**Work instruction**
Transcribe the following records in full, exactly as shown.
Start of Data to use
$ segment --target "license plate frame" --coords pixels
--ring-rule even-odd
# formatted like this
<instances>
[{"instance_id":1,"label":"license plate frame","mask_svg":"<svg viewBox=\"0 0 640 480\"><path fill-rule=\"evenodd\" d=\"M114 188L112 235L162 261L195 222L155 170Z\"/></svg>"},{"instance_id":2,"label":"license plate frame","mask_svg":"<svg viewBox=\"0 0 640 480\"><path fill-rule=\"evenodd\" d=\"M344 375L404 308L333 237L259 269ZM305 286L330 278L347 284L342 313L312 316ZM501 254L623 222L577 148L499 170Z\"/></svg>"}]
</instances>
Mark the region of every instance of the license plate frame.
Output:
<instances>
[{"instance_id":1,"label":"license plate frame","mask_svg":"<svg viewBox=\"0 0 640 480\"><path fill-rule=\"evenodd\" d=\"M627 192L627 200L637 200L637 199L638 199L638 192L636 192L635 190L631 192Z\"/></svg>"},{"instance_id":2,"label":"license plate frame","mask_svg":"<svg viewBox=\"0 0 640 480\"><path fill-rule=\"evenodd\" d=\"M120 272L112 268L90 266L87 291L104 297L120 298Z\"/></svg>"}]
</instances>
End of Data to use
**Exercise response**
$ segment --target "license plate frame" --coords pixels
--ring-rule even-odd
# formatted like this
<instances>
[{"instance_id":1,"label":"license plate frame","mask_svg":"<svg viewBox=\"0 0 640 480\"><path fill-rule=\"evenodd\" d=\"M114 188L112 235L162 261L195 222L155 170Z\"/></svg>"},{"instance_id":2,"label":"license plate frame","mask_svg":"<svg viewBox=\"0 0 640 480\"><path fill-rule=\"evenodd\" d=\"M344 375L404 308L333 237L259 269ZM305 286L330 278L347 284L342 313L312 316ZM501 254L623 222L577 148L499 170Z\"/></svg>"}]
</instances>
Mark the region of every instance of the license plate frame.
Output:
<instances>
[{"instance_id":1,"label":"license plate frame","mask_svg":"<svg viewBox=\"0 0 640 480\"><path fill-rule=\"evenodd\" d=\"M627 192L627 200L637 200L637 199L638 199L638 192L636 192L635 190L631 192Z\"/></svg>"},{"instance_id":2,"label":"license plate frame","mask_svg":"<svg viewBox=\"0 0 640 480\"><path fill-rule=\"evenodd\" d=\"M120 272L112 268L90 266L87 291L104 297L120 298Z\"/></svg>"}]
</instances>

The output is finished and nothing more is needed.